**Document section**
--------------------------------------------------

Editorial

Reparatory Justice

THE premature jubilation spurred by an inaccurate headline about the University of Glasgow having ‘agreed’ to make a ‘reparations payment” of 200 million Pounds to The University of the West Indies (The UWI) has turned out to be based on Fake News.

Fact is, unlike the false 200-million-dollar impression given by the misleading headline corrected by The UWI, there’s been no ‘agreement’ — and the regional university hasn’t received a farthing from Glasgow.

What’s happened so far is that the University of Glasgow recently published a report entitled ‘Slavery, Abolition and the University of Glasgow’ in which it admits to having benefited directly from the slave trade in Africa and the Caribbean in the 18th and 19th centuries and says it is today ready to atone. The two universities are therefore working on a Memorandum of Understanding (MOU) to guide Glasgow’s atonement.

Glasgow’s admission follows a similar one last year by Georgetown University in the USA, which sold slaves to keep its doors open and is now offering scholarships to their living descendants. Other universities that also benefitted from slavery should also be encouraged to (at least) show slate.

--------------------------------------------------

**Supplied entries**

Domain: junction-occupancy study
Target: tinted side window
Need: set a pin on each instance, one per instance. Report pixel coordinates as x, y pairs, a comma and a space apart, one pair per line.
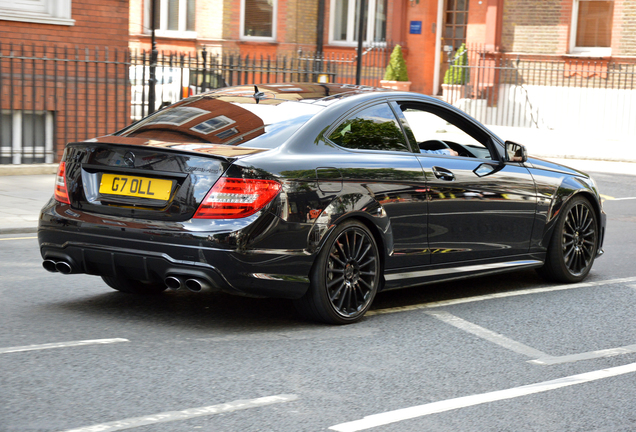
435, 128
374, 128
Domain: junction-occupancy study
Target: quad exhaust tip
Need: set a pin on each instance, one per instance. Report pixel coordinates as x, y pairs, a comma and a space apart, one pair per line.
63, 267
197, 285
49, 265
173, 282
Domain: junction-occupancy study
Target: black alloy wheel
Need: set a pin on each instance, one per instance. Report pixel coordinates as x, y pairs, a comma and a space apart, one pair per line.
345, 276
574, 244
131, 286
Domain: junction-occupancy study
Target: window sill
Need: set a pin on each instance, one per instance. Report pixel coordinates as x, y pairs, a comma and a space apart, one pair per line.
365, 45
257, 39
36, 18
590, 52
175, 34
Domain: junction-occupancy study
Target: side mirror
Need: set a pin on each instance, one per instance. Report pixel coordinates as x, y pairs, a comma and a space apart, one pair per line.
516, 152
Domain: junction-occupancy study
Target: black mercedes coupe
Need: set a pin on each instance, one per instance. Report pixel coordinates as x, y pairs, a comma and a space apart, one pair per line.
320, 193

--------------------------------------------------

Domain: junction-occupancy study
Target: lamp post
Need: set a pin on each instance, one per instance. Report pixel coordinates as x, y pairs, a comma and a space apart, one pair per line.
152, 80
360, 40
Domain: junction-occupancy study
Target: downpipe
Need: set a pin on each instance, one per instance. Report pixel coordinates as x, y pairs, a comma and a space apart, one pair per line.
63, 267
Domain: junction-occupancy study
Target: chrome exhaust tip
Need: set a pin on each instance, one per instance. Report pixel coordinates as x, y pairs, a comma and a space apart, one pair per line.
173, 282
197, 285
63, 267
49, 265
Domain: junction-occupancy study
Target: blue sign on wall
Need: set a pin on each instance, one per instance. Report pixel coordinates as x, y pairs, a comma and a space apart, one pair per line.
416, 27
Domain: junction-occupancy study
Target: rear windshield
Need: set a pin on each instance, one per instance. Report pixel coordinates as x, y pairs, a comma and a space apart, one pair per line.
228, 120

--------------------------------------------------

**The problem**
In the editorial on reparatory justice, what is the title of the report the University of Glasgow published?

**Result**
"Slavery, Abolition and the University of Glasgow"